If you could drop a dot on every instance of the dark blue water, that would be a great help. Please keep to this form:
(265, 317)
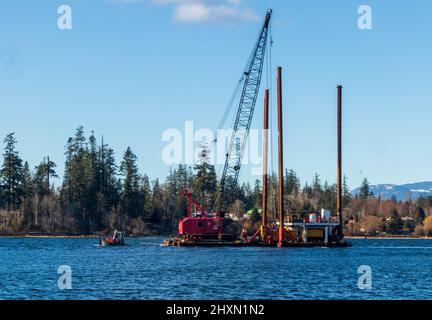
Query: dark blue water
(401, 269)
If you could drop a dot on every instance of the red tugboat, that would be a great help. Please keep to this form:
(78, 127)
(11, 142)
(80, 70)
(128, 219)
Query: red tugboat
(116, 239)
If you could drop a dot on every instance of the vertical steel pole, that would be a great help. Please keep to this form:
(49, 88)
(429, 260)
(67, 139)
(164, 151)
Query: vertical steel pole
(265, 158)
(339, 165)
(280, 157)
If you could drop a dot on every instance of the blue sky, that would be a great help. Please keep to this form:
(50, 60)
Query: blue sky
(130, 69)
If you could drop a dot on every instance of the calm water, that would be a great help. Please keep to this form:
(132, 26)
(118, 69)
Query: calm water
(402, 269)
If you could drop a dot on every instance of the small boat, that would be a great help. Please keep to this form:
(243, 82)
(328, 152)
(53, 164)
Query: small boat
(116, 239)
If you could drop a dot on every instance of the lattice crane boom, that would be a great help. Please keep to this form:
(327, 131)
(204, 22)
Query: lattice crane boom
(251, 84)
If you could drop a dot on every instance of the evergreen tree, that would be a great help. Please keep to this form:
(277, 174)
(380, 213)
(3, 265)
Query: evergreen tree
(130, 197)
(395, 224)
(11, 174)
(27, 187)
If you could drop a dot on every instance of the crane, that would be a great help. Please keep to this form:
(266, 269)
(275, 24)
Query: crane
(245, 110)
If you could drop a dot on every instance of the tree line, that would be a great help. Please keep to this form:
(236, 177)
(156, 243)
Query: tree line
(98, 194)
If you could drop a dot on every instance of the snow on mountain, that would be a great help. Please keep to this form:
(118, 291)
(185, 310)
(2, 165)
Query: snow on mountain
(402, 192)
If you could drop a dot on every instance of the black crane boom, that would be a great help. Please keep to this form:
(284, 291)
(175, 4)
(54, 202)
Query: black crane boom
(252, 80)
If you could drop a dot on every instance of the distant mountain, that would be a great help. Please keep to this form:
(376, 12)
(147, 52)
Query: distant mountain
(402, 192)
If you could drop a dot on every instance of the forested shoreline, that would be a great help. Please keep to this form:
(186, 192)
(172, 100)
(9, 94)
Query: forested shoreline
(98, 194)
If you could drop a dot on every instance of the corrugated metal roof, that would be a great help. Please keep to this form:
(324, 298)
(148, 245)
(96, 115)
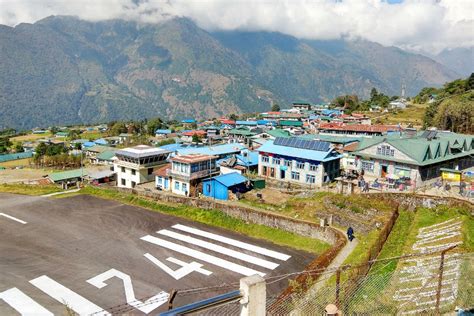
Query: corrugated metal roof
(65, 175)
(230, 179)
(225, 149)
(269, 147)
(16, 156)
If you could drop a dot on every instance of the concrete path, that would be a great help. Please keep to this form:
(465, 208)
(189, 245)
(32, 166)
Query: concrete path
(61, 192)
(337, 262)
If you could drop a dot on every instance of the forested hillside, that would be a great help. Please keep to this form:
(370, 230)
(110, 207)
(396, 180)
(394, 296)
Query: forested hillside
(62, 70)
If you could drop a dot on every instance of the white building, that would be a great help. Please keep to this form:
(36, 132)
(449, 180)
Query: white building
(135, 165)
(187, 172)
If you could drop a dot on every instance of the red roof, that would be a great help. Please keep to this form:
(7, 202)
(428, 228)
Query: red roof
(198, 133)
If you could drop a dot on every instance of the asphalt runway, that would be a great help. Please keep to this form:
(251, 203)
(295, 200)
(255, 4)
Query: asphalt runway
(99, 256)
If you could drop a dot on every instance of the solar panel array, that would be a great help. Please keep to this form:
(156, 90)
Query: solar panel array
(296, 142)
(429, 134)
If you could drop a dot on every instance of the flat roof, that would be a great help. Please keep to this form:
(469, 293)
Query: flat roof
(191, 158)
(141, 151)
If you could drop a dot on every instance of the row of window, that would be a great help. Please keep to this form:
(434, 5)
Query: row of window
(309, 177)
(288, 163)
(182, 185)
(134, 172)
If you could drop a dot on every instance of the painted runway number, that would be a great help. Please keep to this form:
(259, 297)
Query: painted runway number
(146, 306)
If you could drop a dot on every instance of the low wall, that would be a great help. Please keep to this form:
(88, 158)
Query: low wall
(411, 201)
(270, 219)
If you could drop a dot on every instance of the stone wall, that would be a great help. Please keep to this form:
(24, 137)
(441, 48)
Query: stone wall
(261, 217)
(411, 201)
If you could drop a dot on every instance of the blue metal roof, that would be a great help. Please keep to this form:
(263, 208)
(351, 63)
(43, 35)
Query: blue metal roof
(250, 123)
(229, 179)
(163, 131)
(188, 121)
(89, 144)
(172, 147)
(225, 149)
(250, 160)
(315, 155)
(101, 141)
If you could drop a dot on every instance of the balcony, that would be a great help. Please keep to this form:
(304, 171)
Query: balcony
(193, 176)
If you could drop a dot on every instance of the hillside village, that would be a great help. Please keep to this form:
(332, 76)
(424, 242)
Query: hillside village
(302, 146)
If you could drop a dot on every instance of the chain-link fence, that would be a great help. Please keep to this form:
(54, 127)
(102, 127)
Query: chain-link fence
(434, 283)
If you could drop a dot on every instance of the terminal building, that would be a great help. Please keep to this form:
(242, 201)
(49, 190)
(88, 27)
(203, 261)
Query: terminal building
(135, 165)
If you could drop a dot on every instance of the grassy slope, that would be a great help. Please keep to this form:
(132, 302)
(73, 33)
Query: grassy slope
(216, 218)
(28, 189)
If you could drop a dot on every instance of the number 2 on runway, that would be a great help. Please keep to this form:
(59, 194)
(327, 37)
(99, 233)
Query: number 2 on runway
(146, 306)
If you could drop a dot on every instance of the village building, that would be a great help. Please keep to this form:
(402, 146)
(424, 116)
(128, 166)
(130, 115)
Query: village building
(187, 172)
(135, 165)
(416, 161)
(306, 162)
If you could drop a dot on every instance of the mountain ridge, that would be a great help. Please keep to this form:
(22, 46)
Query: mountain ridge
(62, 70)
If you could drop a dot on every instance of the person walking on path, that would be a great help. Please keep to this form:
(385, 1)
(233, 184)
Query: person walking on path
(350, 233)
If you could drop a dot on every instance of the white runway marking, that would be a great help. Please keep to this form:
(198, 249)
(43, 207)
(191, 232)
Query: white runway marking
(23, 304)
(220, 249)
(202, 256)
(186, 268)
(65, 296)
(233, 242)
(13, 218)
(146, 306)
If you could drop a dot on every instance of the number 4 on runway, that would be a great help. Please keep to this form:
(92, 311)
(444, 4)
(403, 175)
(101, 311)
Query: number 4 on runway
(186, 268)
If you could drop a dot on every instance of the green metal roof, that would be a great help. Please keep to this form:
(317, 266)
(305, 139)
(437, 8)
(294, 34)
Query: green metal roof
(423, 151)
(278, 133)
(241, 131)
(106, 155)
(66, 175)
(290, 123)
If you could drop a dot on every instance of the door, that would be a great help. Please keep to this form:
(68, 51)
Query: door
(384, 171)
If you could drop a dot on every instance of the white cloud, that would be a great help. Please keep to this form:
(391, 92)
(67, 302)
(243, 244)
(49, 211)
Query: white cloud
(428, 25)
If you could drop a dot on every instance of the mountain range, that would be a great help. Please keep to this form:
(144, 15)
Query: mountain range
(63, 71)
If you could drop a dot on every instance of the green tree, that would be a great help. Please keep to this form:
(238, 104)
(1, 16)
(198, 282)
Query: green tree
(470, 82)
(19, 148)
(196, 139)
(154, 124)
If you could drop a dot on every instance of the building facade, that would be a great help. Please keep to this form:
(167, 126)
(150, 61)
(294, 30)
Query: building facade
(295, 160)
(135, 165)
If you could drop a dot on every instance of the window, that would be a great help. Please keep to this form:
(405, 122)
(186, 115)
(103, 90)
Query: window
(295, 175)
(385, 150)
(368, 166)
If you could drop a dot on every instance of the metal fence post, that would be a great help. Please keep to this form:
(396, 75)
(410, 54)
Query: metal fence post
(338, 284)
(440, 278)
(254, 296)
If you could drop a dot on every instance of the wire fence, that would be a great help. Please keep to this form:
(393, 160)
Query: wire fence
(424, 284)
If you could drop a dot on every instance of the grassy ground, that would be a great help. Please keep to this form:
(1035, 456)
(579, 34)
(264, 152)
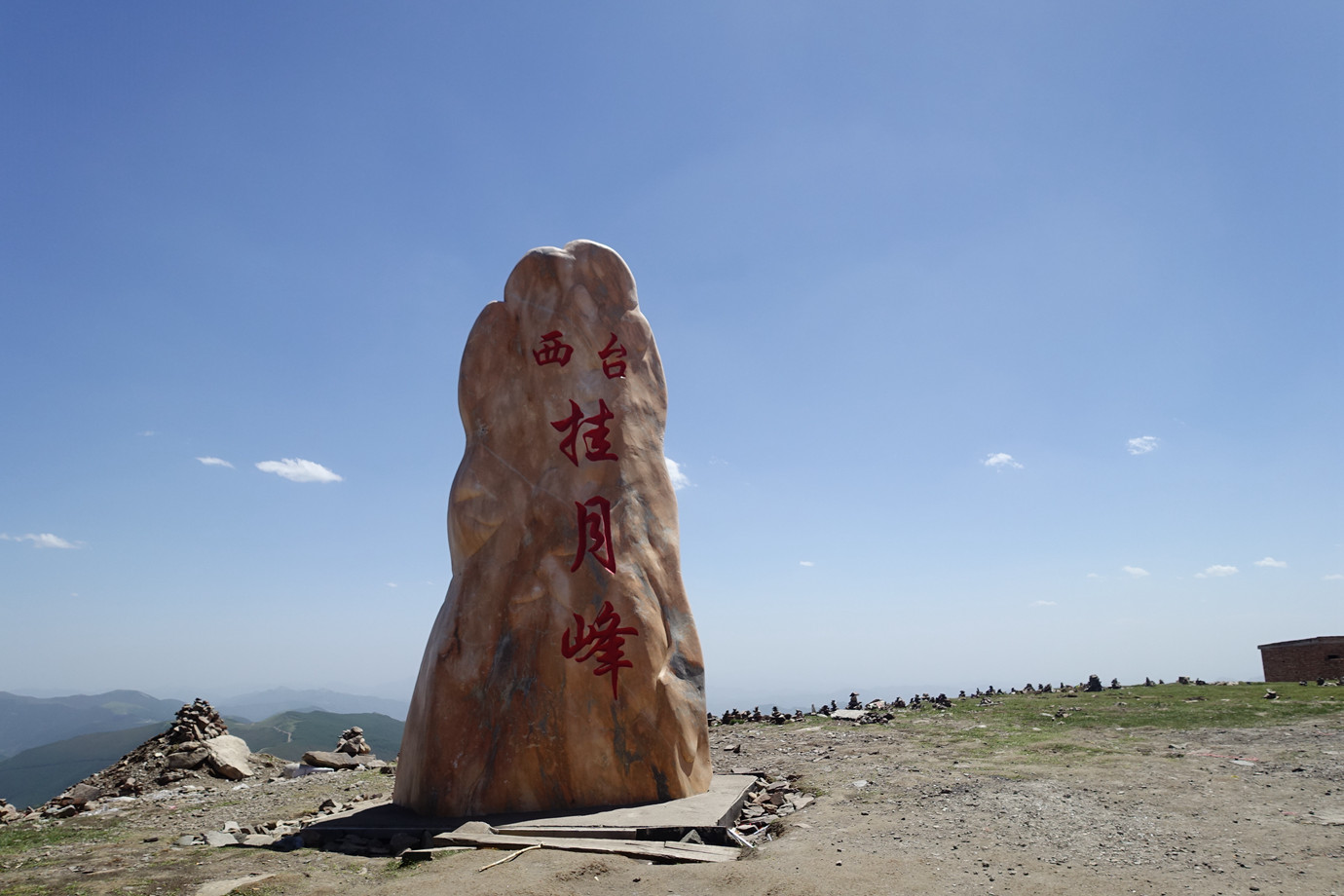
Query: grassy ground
(1049, 726)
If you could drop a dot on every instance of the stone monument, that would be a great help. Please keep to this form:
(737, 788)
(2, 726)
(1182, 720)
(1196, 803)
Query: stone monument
(563, 669)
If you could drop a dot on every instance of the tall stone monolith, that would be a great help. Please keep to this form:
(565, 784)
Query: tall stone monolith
(563, 669)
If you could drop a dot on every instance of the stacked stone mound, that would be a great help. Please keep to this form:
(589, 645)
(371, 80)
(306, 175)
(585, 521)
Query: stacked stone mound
(197, 744)
(353, 743)
(197, 722)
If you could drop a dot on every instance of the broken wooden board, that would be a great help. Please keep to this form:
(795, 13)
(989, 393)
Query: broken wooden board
(480, 835)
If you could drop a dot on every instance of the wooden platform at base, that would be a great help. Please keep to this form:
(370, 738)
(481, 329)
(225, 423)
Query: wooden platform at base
(652, 831)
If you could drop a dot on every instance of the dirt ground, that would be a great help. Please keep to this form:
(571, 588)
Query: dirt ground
(922, 804)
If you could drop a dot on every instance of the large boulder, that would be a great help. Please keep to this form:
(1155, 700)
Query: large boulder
(563, 668)
(229, 757)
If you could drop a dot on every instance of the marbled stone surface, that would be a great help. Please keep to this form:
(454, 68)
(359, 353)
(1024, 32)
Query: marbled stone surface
(563, 669)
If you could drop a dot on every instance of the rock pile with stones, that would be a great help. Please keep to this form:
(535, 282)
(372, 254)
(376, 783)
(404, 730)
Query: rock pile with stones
(767, 803)
(195, 722)
(195, 746)
(353, 743)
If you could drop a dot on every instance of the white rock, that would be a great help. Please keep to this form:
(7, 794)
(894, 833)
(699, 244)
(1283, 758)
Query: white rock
(229, 757)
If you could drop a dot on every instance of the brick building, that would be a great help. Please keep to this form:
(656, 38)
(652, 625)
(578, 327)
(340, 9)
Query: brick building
(1304, 659)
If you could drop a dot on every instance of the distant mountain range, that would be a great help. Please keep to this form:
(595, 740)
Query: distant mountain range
(28, 722)
(38, 774)
(268, 703)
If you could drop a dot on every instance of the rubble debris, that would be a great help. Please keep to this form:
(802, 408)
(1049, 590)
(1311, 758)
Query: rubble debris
(195, 746)
(767, 803)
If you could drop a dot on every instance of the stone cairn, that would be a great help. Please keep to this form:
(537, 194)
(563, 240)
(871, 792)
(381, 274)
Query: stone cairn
(353, 743)
(197, 722)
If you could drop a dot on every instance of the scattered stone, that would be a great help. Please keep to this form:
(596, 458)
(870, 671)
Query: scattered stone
(225, 887)
(320, 760)
(219, 839)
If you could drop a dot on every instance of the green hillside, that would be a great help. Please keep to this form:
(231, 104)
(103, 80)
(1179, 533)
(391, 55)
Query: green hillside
(30, 722)
(35, 775)
(289, 735)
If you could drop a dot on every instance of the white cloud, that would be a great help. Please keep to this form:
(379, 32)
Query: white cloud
(42, 541)
(679, 478)
(299, 470)
(1216, 571)
(1142, 445)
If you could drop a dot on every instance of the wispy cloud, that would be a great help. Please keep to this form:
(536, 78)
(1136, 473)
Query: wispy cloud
(679, 478)
(1142, 445)
(1216, 571)
(299, 470)
(42, 541)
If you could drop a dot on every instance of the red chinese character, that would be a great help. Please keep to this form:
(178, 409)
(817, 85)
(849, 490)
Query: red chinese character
(598, 448)
(604, 638)
(552, 350)
(594, 534)
(613, 368)
(596, 439)
(570, 424)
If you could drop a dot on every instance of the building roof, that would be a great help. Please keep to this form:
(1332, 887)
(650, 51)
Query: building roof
(1329, 638)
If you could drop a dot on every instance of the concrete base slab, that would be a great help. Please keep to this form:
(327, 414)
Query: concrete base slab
(717, 807)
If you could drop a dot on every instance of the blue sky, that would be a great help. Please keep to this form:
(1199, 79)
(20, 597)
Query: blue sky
(1003, 340)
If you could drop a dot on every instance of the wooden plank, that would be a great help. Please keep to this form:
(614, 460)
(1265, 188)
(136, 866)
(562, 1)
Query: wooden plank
(568, 831)
(632, 848)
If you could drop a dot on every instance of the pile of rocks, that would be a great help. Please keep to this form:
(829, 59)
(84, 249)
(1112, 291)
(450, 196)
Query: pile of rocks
(195, 746)
(10, 813)
(197, 722)
(735, 716)
(353, 743)
(769, 803)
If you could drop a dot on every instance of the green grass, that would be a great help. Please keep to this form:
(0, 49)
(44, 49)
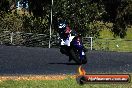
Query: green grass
(118, 44)
(67, 83)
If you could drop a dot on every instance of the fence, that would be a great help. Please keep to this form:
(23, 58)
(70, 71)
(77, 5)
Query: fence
(27, 39)
(42, 40)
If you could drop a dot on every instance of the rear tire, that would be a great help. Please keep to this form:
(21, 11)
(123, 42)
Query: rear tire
(75, 56)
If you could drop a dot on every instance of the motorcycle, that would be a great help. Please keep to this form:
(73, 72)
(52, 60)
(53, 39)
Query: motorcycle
(72, 46)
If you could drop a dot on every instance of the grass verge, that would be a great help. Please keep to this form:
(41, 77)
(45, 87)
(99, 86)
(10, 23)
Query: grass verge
(68, 82)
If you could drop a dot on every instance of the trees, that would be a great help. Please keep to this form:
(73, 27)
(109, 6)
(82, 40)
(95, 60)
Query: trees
(83, 15)
(119, 12)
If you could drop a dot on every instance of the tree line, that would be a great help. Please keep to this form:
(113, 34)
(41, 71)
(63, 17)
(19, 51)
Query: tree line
(87, 16)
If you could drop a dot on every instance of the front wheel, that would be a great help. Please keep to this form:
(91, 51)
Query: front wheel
(76, 57)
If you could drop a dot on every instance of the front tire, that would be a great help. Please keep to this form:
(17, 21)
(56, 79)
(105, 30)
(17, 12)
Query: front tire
(76, 57)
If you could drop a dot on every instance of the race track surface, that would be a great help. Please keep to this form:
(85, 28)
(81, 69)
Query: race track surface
(33, 60)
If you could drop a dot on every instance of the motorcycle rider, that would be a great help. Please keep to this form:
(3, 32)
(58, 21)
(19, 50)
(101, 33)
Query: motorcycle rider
(65, 31)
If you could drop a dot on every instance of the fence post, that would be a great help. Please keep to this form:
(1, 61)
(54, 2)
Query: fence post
(11, 37)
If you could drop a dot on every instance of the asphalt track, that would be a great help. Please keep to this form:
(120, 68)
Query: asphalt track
(34, 60)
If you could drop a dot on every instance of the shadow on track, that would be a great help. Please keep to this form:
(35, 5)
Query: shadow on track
(64, 63)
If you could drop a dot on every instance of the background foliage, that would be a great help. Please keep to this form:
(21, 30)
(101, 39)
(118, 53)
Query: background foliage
(86, 16)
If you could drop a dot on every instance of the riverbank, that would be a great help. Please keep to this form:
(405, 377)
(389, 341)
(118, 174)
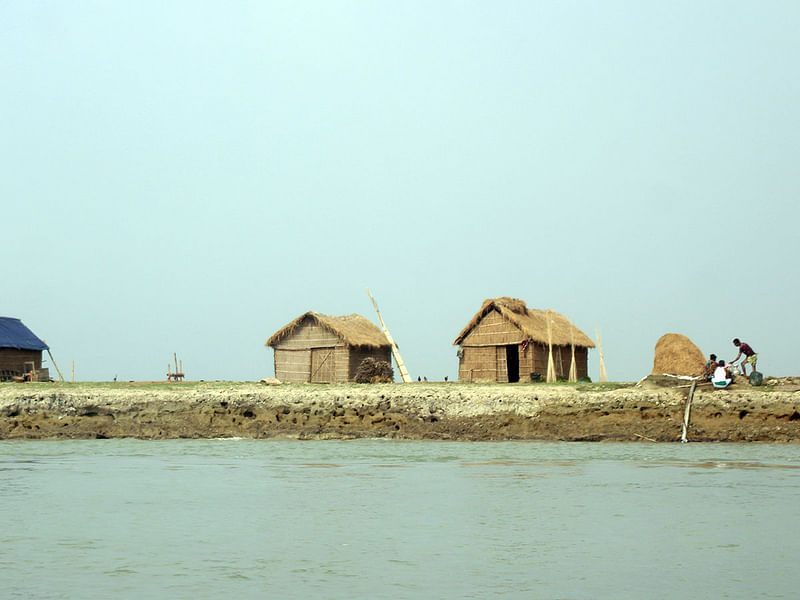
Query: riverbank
(440, 411)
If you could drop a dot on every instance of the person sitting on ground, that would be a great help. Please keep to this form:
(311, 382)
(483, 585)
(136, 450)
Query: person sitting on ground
(708, 369)
(721, 377)
(750, 355)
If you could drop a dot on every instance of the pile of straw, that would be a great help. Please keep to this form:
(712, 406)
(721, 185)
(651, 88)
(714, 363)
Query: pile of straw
(374, 371)
(676, 354)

**********

(What the task asks) Above are the records; from them, give again exactly the lines from the one containing "of the rear" to the one containing "of the shadow", both lines included, and nothing more.

(Your response)
If you could drop a dot on every instance of the rear tire, that would be a great help. Please keep to this form:
(21, 11)
(123, 42)
Query: rear tire
(75, 56)
If you could drop a dot on every instance of the motorcycle, that would be a great help. Please keep to this form:
(73, 72)
(52, 60)
(53, 39)
Query: motorcycle
(72, 46)
If you could drop a dot on every instance of the grass verge, that would be a great help. Please keep to this form:
(41, 77)
(45, 87)
(99, 86)
(10, 23)
Query: grass verge
(68, 82)
If you could drop a dot on every instance of the trees, that would be a great help. Please keep to this form:
(73, 27)
(109, 6)
(82, 40)
(95, 60)
Query: trees
(83, 15)
(119, 12)
If you could drop a dot on every instance of the tree line, that would be a great help. Please keep to this form:
(113, 34)
(41, 71)
(63, 17)
(19, 51)
Query: tree line
(87, 16)
If you could drop a dot on every instance of the front wheel, that would be a great help. Please keep to this form:
(91, 51)
Query: front wheel
(76, 57)
If you could drop a dot on every instance of the front tire, that would be a great help. Please keep to this form:
(17, 21)
(56, 79)
(105, 30)
(17, 12)
Query: front tire
(76, 57)
If you could drop a dot on every instance of the race track surface, that would be a great help. Please keep to this form:
(85, 28)
(81, 69)
Query: race track surface
(33, 60)
If you could drop a dot on every instance of the motorcycle rider, that would be a great help. Please keep to this form:
(3, 32)
(58, 21)
(19, 50)
(101, 33)
Query: motorcycle rider
(65, 31)
If you could drop a dot on every instance of the fence post, that would be a great help. Please keep to this form:
(1, 61)
(54, 2)
Query: fence post
(11, 37)
If you could drop a dot on every instance of the asphalt track, that would be a great help. Please keep to this form:
(120, 68)
Query: asphalt track
(34, 60)
If you could drop a dot on every instance of the shadow on track, that would be a great help. Please keep to this form:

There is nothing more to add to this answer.